**Extrait du texte:**
+---+
De l’engrenage des conflits «ethniques» au gel

Soukhoum⋅i, juin 2013. Dans une entrevue émouvante, une mère ayant perdu son fils durant la guerre de 1992-1993, qui est membre du Mouvement pour la paix et la justice sociale des mères de l’Abkhazie, souligne avec amertume: «Nous avions déjà un statut autonome, s’il avait été satisfaisant pour nous, nous ne l’aurions pas quitté. Soit dit en passant, nous ne voulions pas de guerre […] nous proposions aux Géorgiens une structure fédérale. Ils l’ont refusée. Ils l’ont acceptée après la guerre, mais il était trop tard. Tant de gens sont morts, c’est devenu impossible.» L’Abkhazie n’aurait donc pas aspiré à l’indépendance dès le début du conflit? Au cours de mon terrain de 2011 en Transnistrie, j’avais entendu des affirmations similaires. À répétition, mes répondants soulignaient qu’à l’origine, aucune demande de séparation n’avait été formulée: «La route de la Transnistrie vers l’autodétermination a été graduelle»; «En 1989, la Transnistrie ne demandait que la zone économique libre, en 1990 Tiraspol revendiquait l’autonomie»; «Si Chisinau avait été disposé à coopérer, le conflit aurait pu être évité. Il faut se rappeler que la Transnistrie n’a pas demandé l’autodétermination avant le conflit militaire». À en croire les personnes avec qui je me suis entretenue, à l’origine du conflit, la sécession n’était ni l’objectif ni même une stratégie de Tiraspol et de Soukhoum⋅i.
+---+
**Exercices à traiter:**
a. Répondez aux questions suivantes d'après l'extrait.
(i) En quelle année le terrain en Transnistrie mentionné dans l'extrait a-t-il eu lieu ?
(ii) Selon un répondant, que demandait la Transnistrie en 1989 ?
(iii) Quelle structure la mère interrogée à Soukhoum⋅i dit-elle avoir proposée aux Géorgiens ?
b. Recopiez les lignes de données placées plus bas en remplaçant partout "pink top spectator" par "green jacket spectator", sans rien changer d'autre et sans reproduire les images.
+---+
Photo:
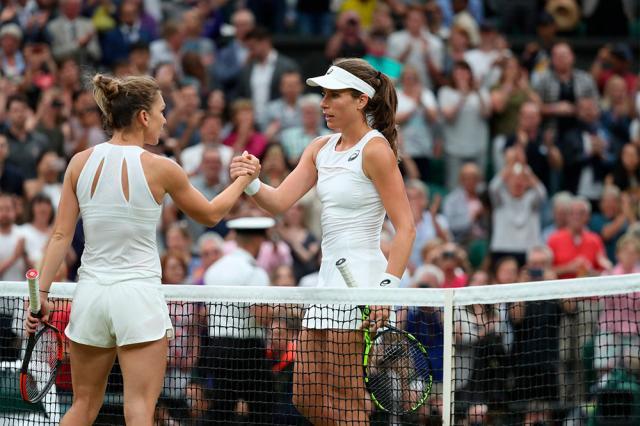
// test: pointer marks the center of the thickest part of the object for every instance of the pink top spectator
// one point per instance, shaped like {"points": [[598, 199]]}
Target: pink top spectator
{"points": [[621, 313]]}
+---+
**Réponses attendues:**
a.
(i) En 2011.
(ii) Seulement la zone économique libre.
(iii) Une structure fédérale.

b.
Photo:
// test: pointer marks the center of the thickest part of the object for every instance of the green jacket spectator
// one point per instance, shaped like {"points": [[598, 199]]}
Target: green jacket spectator
{"points": [[621, 313]]}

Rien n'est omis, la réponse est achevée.